**WHAT YOU SHOULD DO**
Give back all of the records exactly.

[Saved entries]
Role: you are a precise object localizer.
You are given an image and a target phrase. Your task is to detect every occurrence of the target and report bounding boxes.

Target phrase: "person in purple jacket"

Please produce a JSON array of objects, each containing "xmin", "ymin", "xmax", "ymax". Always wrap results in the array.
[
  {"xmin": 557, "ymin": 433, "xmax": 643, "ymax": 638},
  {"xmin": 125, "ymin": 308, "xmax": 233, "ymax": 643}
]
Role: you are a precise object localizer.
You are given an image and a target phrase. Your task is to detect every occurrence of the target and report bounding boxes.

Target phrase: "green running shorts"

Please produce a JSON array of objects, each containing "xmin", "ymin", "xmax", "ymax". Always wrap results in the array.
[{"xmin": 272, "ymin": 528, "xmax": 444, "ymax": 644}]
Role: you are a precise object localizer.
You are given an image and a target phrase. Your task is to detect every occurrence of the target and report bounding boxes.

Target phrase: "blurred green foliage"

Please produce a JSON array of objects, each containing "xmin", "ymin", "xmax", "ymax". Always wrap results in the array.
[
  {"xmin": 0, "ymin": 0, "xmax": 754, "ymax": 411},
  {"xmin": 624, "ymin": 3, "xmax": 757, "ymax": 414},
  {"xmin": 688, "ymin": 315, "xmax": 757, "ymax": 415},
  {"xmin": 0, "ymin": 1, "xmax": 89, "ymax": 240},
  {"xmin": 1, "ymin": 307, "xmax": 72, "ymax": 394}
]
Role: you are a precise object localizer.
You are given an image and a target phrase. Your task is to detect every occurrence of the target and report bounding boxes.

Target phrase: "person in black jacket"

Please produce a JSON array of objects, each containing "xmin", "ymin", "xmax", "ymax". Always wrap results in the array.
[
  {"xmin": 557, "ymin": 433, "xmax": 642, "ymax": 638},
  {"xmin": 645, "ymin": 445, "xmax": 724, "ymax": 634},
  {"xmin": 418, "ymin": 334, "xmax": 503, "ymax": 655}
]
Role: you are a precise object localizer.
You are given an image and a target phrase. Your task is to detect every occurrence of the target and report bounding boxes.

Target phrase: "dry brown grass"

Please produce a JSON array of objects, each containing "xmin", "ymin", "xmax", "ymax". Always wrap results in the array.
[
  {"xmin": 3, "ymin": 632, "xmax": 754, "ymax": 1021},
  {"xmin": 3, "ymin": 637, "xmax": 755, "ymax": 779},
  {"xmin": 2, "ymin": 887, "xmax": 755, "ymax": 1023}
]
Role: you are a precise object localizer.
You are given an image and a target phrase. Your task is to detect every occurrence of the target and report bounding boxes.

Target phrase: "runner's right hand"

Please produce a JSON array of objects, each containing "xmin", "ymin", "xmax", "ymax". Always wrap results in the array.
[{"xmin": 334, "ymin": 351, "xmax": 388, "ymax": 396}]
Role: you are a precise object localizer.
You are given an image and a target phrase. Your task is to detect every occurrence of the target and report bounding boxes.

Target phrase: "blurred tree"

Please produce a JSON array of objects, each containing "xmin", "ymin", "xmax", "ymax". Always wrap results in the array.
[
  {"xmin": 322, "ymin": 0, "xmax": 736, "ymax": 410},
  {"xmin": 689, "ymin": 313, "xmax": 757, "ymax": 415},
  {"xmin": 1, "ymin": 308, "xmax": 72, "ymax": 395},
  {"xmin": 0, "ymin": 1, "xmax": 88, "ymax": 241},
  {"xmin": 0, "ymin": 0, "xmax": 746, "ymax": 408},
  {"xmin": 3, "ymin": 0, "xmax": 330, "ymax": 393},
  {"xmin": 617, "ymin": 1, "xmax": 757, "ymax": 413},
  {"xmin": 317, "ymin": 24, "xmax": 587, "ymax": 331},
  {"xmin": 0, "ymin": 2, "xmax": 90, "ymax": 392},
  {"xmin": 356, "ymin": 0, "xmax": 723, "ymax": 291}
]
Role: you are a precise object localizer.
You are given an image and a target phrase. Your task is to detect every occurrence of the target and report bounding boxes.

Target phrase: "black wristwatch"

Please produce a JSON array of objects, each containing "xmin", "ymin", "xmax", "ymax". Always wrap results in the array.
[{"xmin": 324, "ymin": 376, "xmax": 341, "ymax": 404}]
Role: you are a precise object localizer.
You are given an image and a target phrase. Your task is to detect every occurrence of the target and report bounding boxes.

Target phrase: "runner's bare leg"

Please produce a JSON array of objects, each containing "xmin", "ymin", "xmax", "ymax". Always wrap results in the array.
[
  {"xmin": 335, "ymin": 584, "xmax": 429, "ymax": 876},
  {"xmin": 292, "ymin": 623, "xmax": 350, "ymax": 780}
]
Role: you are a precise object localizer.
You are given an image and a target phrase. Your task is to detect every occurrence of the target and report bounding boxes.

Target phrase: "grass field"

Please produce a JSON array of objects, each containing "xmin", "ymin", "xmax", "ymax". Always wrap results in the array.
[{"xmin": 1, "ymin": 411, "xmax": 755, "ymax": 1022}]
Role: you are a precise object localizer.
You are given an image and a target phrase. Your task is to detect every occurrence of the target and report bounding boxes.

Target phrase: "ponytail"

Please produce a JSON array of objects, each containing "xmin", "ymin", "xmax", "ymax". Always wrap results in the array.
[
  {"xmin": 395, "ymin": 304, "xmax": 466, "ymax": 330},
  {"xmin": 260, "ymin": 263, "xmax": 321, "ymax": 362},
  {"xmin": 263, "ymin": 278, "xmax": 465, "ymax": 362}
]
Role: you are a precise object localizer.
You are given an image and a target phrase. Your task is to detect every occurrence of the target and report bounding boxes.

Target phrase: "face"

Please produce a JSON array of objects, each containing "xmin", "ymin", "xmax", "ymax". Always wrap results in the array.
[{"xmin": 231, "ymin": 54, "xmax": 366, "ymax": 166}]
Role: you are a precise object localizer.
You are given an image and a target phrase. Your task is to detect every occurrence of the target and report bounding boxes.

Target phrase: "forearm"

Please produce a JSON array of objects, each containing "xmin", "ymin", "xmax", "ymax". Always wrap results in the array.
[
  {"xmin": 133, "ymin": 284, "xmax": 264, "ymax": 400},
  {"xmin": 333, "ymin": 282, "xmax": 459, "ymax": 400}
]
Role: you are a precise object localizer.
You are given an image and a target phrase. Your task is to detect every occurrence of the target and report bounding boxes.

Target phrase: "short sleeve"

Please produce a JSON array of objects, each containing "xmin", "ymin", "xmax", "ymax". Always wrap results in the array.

**WRITTEN SOLUTION**
Role: you are a precise object localizer.
You are given an image and a target phrase. Your task is to detect every occurrence of the target and report bounding boxes.

Target phrase: "person in purple jacket"

Please produce a JSON array of objects, each containing "xmin", "ymin", "xmax", "ymax". Always wrap results in the array.
[
  {"xmin": 557, "ymin": 433, "xmax": 643, "ymax": 638},
  {"xmin": 125, "ymin": 308, "xmax": 233, "ymax": 643}
]
Role: you are a precise object localizer.
You are given an image and a target phrase. Your task is to detect every occurrence of the target and report bounding boxes.

Target phrase: "green running shorts"

Please produce a JSON array of objects, each containing "xmin", "ymin", "xmax", "ymax". Always wrap results in the array.
[{"xmin": 272, "ymin": 528, "xmax": 444, "ymax": 644}]
Role: you are a precise object localizer.
You are given an image and a target phrase. Your task is to detect every occurrence of the target and report bounding boxes.

Target phrase: "blurred green foliage"

Please produce a JSON array of objects, each containing "xmin", "ymin", "xmax", "ymax". Always wrap results in the array.
[
  {"xmin": 0, "ymin": 0, "xmax": 754, "ymax": 411},
  {"xmin": 624, "ymin": 3, "xmax": 757, "ymax": 414},
  {"xmin": 688, "ymin": 315, "xmax": 757, "ymax": 415},
  {"xmin": 0, "ymin": 1, "xmax": 89, "ymax": 240},
  {"xmin": 1, "ymin": 307, "xmax": 72, "ymax": 394}
]
Role: you are a precise object localizer.
You are given an image and a target phrase. Your task is to detect every occurrence of the target and report bounding boxes.

Target phrase: "person in black jacket"

Please produce a JSON array of objects, each containing "xmin", "ymin", "xmax", "ymax". Always wrap results in the array.
[
  {"xmin": 557, "ymin": 433, "xmax": 642, "ymax": 638},
  {"xmin": 645, "ymin": 445, "xmax": 724, "ymax": 634},
  {"xmin": 418, "ymin": 334, "xmax": 503, "ymax": 655}
]
Role: you are a precise object localizer.
You are given an image and a target phrase. Your task is to detect every occurrence of the target and report bounding boxes.

Target phrase: "dry brown grass"

Please produce a JSON array of objects, each containing "xmin", "ymin", "xmax", "ymax". Always wrap results in the array.
[
  {"xmin": 3, "ymin": 632, "xmax": 754, "ymax": 1021},
  {"xmin": 3, "ymin": 637, "xmax": 755, "ymax": 779},
  {"xmin": 2, "ymin": 887, "xmax": 755, "ymax": 1023}
]
Role: you are a precise object localizer.
You are given an image and a target phrase. Your task is to detect every occurrence of the target and report bounding boxes.

Target phrase: "runner's right hand"

Please produce a JSON array of objects, each containing "xmin", "ymin", "xmax", "ymax". Always wrap results in the array.
[{"xmin": 334, "ymin": 351, "xmax": 388, "ymax": 396}]
Role: you are a precise object localizer.
You are given an image and a target phrase. Your task is to detect every occurrence of the target and report bounding boxes.

Target phrase: "blurred tree"

Please produce a JSON array of objects, each containing "xmin", "ymin", "xmax", "ymax". Always wrap results in the array.
[
  {"xmin": 322, "ymin": 0, "xmax": 736, "ymax": 410},
  {"xmin": 689, "ymin": 313, "xmax": 757, "ymax": 415},
  {"xmin": 1, "ymin": 308, "xmax": 72, "ymax": 395},
  {"xmin": 0, "ymin": 1, "xmax": 88, "ymax": 241},
  {"xmin": 0, "ymin": 0, "xmax": 746, "ymax": 408},
  {"xmin": 3, "ymin": 0, "xmax": 330, "ymax": 393},
  {"xmin": 617, "ymin": 1, "xmax": 757, "ymax": 413},
  {"xmin": 317, "ymin": 24, "xmax": 587, "ymax": 331},
  {"xmin": 0, "ymin": 2, "xmax": 90, "ymax": 392},
  {"xmin": 356, "ymin": 0, "xmax": 723, "ymax": 291}
]
Role: you are a precise object localizer.
You are given an image and a target phrase. Your task is to detect every occurrence of the target and report bounding boxes.

Target phrase: "black wristwatch"

Please produce a JSON array of objects, each containing "xmin", "ymin", "xmax", "ymax". Always wrap results in the array.
[{"xmin": 324, "ymin": 376, "xmax": 341, "ymax": 404}]
Role: you are a precise object localizer.
You are given an image and a target phrase. Your task is to detect every occurrence of the target and report bounding boxes.

Target phrase: "runner's bare leg"

Please produce a JSON array of objects, each containing "xmin", "ymin", "xmax", "ymax". Always wrap results in the array.
[
  {"xmin": 335, "ymin": 584, "xmax": 429, "ymax": 876},
  {"xmin": 292, "ymin": 623, "xmax": 350, "ymax": 780}
]
Role: you are a precise object localizer.
You are given an image and a target phrase. Your task is to detect every occurrence of the target and report bounding boxes.

Target phrase: "grass field"

Please produce a JSON array of objects, each containing "xmin", "ymin", "xmax", "ymax". Always wrap results in the array.
[{"xmin": 1, "ymin": 411, "xmax": 755, "ymax": 1022}]
Role: you are a precise object localizer.
You are given an image and a target phrase. Your task is to detect every occurrence of the target and report bounding boxes.

Target phrase: "ponytail"

Please produce a JSON array of objects, each containing "xmin", "ymin", "xmax", "ymax". Always wrap results in the array.
[
  {"xmin": 395, "ymin": 304, "xmax": 466, "ymax": 330},
  {"xmin": 260, "ymin": 263, "xmax": 321, "ymax": 362},
  {"xmin": 263, "ymin": 278, "xmax": 465, "ymax": 362}
]
Role: you are a precise object localizer.
You are given an image and a target phrase. Your task is to detect every occurrence of the target and report bounding boxes.

Target phrase: "face"

Please produce a JSON array of objects, each containing "xmin", "ymin", "xmax", "ymax". Always wrap results in the array.
[{"xmin": 231, "ymin": 54, "xmax": 366, "ymax": 166}]
Role: you are a precise object localizer.
You are given an image and a target phrase. Your task is to detect every occurrence of the target and report bounding boxes.

Target phrase: "forearm"

Please produce a JSON array of objects, each containing "xmin", "ymin", "xmax", "ymax". Always wrap results in the array.
[
  {"xmin": 133, "ymin": 284, "xmax": 264, "ymax": 400},
  {"xmin": 333, "ymin": 282, "xmax": 459, "ymax": 400}
]
Role: you are a precise object localizer.
You are given an image and a target phrase. Your task is to detect every occurrence of the target and report bounding boxes.

Target phrase: "short sleeve"

Please produce a JSON array of objects, each containing "xmin", "ymin", "xmax", "ymax". Always wrap results in the array.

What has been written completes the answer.